▶ DIRECTION
Starting with the line that contains "Where can the apple half" and going through the end of the material, write those lines out again with every "photo" changed to "image" and everything else unchanged, leaving out the pictures.

▶ INPUT FOR THIS TASK

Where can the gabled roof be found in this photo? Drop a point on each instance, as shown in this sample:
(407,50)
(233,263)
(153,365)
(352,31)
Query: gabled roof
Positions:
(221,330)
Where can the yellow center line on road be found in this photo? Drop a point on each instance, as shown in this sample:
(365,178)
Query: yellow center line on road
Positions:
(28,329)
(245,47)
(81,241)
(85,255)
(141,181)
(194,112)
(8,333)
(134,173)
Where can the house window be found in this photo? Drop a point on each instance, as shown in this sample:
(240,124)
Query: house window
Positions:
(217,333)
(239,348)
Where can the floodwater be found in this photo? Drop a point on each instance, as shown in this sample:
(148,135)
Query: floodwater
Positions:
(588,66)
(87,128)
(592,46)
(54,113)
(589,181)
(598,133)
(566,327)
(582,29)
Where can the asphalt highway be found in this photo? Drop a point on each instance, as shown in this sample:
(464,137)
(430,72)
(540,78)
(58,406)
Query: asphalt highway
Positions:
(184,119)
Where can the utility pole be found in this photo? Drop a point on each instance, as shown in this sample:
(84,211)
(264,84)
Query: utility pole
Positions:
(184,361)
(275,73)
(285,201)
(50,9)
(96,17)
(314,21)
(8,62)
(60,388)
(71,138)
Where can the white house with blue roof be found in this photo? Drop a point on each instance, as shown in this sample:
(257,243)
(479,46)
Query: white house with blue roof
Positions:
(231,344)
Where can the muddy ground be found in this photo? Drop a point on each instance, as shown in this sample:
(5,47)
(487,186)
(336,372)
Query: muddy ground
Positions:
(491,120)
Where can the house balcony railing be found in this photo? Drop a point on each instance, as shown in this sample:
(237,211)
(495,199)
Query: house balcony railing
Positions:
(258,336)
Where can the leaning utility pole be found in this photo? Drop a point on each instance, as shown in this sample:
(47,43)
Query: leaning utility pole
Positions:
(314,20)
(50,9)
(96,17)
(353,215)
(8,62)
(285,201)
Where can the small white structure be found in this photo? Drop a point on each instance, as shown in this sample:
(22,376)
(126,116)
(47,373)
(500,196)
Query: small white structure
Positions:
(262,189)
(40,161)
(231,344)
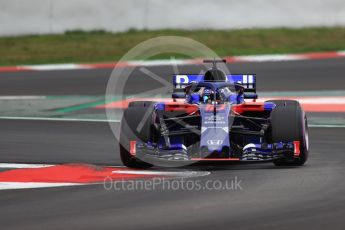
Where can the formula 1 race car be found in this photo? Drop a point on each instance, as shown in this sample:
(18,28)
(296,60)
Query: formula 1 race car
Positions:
(214,117)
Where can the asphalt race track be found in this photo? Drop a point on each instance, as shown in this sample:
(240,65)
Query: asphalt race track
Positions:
(308,197)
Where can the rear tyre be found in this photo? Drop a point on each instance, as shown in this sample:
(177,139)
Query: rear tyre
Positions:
(288,124)
(135,126)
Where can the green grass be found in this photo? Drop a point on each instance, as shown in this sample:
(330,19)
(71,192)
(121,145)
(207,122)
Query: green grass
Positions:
(100,46)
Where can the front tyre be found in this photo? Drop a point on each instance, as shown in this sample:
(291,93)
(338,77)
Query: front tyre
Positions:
(135,126)
(288,124)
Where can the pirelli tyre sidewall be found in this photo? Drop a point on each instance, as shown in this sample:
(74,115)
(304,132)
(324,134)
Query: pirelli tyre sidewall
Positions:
(288,123)
(135,128)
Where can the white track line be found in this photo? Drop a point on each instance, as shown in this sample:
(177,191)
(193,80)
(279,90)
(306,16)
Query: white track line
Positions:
(26,185)
(27,97)
(164,173)
(56,119)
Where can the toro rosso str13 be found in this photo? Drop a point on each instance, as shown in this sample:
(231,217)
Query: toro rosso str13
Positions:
(214,117)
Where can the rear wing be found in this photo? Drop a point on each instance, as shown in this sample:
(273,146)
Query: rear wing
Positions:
(248,81)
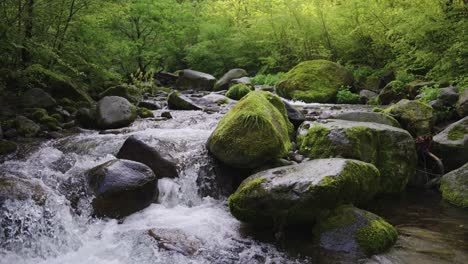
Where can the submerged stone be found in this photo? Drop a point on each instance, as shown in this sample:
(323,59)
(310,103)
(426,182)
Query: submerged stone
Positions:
(254,131)
(392,150)
(299,193)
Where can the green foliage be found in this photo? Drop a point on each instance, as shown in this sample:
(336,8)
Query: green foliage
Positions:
(345,96)
(267,79)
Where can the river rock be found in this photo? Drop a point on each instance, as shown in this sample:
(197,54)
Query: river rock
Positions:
(392,150)
(451,145)
(315,81)
(122,187)
(462,104)
(298,194)
(236,92)
(355,232)
(7,147)
(26,127)
(129,92)
(178,101)
(454,186)
(195,80)
(37,98)
(115,112)
(137,150)
(295,116)
(414,116)
(373,117)
(14,188)
(254,131)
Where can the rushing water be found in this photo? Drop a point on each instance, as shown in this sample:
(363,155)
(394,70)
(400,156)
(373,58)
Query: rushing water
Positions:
(183,227)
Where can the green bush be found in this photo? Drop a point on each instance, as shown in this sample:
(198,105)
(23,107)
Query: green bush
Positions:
(345,96)
(267,79)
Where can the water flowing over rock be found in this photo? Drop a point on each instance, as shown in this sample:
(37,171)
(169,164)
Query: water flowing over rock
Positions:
(253,132)
(298,194)
(392,150)
(122,187)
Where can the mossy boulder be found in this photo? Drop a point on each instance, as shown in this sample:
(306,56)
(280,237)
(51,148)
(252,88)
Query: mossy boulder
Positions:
(393,92)
(355,232)
(178,101)
(414,116)
(7,147)
(114,112)
(58,85)
(451,145)
(129,92)
(236,92)
(254,131)
(315,81)
(223,83)
(299,194)
(454,187)
(392,150)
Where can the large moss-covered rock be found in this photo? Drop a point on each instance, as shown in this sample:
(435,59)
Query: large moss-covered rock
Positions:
(253,132)
(392,150)
(223,83)
(122,187)
(115,112)
(355,232)
(454,186)
(129,92)
(195,80)
(58,85)
(298,194)
(393,92)
(414,116)
(236,92)
(451,145)
(315,81)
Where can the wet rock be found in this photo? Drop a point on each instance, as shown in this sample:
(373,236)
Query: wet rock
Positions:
(223,83)
(26,127)
(122,187)
(127,91)
(414,116)
(7,147)
(454,186)
(115,112)
(315,81)
(177,101)
(451,145)
(372,117)
(300,193)
(254,131)
(136,150)
(236,92)
(37,98)
(195,80)
(14,188)
(295,116)
(392,150)
(366,95)
(149,104)
(462,104)
(355,232)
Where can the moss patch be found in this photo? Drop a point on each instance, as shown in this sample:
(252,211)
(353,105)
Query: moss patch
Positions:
(314,81)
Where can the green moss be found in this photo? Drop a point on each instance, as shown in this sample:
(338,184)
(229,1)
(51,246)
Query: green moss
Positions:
(7,147)
(376,237)
(314,81)
(316,144)
(238,91)
(254,131)
(144,112)
(458,132)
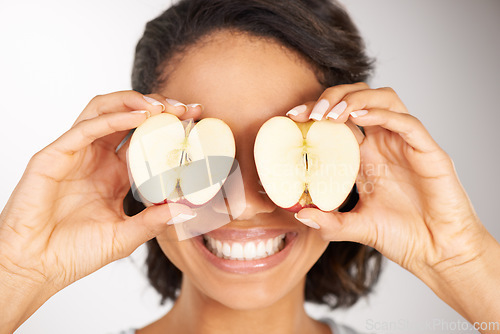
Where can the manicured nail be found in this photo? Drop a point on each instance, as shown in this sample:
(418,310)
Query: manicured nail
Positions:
(154,102)
(181,218)
(194,105)
(359,113)
(319,110)
(141,112)
(337,110)
(308,222)
(297,110)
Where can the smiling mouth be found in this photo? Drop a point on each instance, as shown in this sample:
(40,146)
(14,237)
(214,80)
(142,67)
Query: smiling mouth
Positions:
(245,251)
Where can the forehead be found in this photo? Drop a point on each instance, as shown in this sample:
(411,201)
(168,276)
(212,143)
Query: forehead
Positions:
(241,78)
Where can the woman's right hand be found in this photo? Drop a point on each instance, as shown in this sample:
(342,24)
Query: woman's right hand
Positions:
(65,218)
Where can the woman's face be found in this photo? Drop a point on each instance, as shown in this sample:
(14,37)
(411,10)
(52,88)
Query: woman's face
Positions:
(244,81)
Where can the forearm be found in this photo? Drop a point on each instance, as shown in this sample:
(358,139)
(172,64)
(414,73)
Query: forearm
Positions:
(473,289)
(20,297)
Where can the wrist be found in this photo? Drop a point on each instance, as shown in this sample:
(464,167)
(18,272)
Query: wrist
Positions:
(470,284)
(21,296)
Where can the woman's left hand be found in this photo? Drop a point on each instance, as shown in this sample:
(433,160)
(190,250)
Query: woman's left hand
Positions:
(412,207)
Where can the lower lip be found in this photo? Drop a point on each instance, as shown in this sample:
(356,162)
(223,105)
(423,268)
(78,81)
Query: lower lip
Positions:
(244,266)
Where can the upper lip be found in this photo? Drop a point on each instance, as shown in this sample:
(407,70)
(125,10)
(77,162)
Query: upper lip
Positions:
(246,234)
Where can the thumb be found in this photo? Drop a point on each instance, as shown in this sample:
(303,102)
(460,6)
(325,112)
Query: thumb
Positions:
(339,226)
(152,221)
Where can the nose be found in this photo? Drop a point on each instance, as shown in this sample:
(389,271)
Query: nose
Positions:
(256,201)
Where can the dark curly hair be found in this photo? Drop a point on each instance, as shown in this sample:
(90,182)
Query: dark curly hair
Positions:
(322,33)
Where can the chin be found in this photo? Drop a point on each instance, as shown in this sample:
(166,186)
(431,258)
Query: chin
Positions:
(254,279)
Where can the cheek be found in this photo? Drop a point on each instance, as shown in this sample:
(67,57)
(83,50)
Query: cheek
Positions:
(172,248)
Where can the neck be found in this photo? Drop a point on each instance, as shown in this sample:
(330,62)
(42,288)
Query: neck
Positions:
(195,312)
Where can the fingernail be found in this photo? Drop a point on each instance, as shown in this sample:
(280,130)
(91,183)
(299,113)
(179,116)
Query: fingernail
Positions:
(307,221)
(176,103)
(181,218)
(297,110)
(337,110)
(319,110)
(195,105)
(141,112)
(154,102)
(359,113)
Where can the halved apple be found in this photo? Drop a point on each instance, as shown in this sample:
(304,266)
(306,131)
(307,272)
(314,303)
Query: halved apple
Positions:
(173,161)
(313,164)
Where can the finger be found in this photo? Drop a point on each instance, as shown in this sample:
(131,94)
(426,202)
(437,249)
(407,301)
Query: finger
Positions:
(152,221)
(380,98)
(120,102)
(340,226)
(194,111)
(407,126)
(360,136)
(86,132)
(301,113)
(332,96)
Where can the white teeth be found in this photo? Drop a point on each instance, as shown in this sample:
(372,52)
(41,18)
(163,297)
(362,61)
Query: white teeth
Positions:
(269,247)
(226,249)
(261,249)
(237,251)
(218,246)
(246,251)
(250,251)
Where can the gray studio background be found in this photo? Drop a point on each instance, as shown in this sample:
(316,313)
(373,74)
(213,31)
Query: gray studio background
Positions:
(440,56)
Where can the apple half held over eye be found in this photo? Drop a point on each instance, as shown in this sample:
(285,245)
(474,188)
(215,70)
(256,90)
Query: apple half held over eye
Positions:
(313,164)
(173,161)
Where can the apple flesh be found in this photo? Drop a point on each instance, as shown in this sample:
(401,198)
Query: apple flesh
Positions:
(300,165)
(185,162)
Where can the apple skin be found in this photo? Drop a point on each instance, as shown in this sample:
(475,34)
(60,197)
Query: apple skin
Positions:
(297,207)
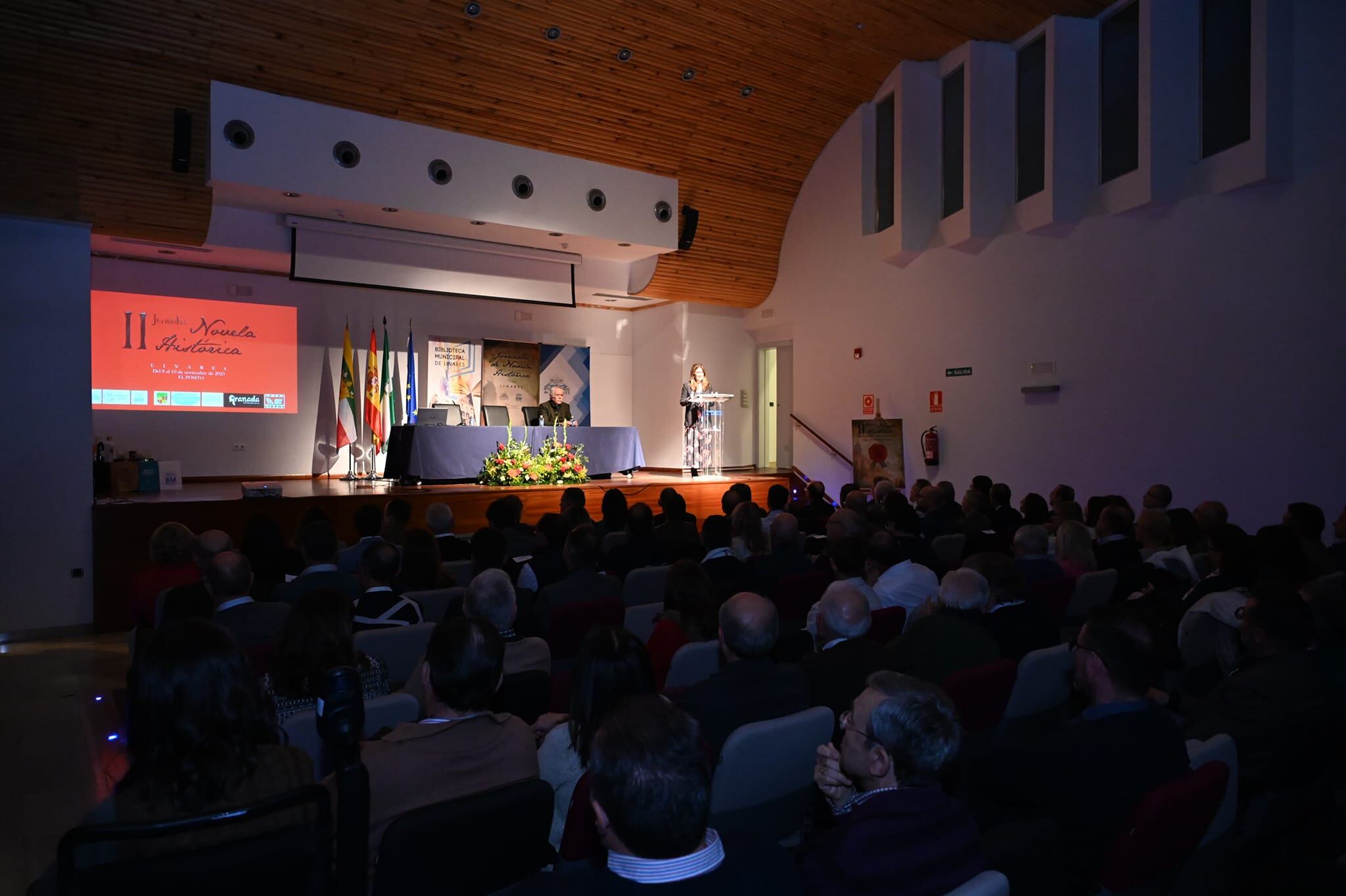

▶ RESULT OF THE EXERCISE
Where can the apple half held over eye be found in this image? Drop a point on each instance, as shown in this sample:
(285,245)
(474,188)
(215,70)
(256,90)
Query: apple half held over eye
Positions:
(313,164)
(173,161)
Where can the apple flesh be found in this image? Drop a point on each instance, as shown in this sample:
(401,198)
Query: apple flesh
Positions:
(300,165)
(185,162)
Where can the apple skin be found in this image? Drop a point on each instance, as shown in this sample:
(475,34)
(60,197)
Query: apple skin
Positions:
(297,207)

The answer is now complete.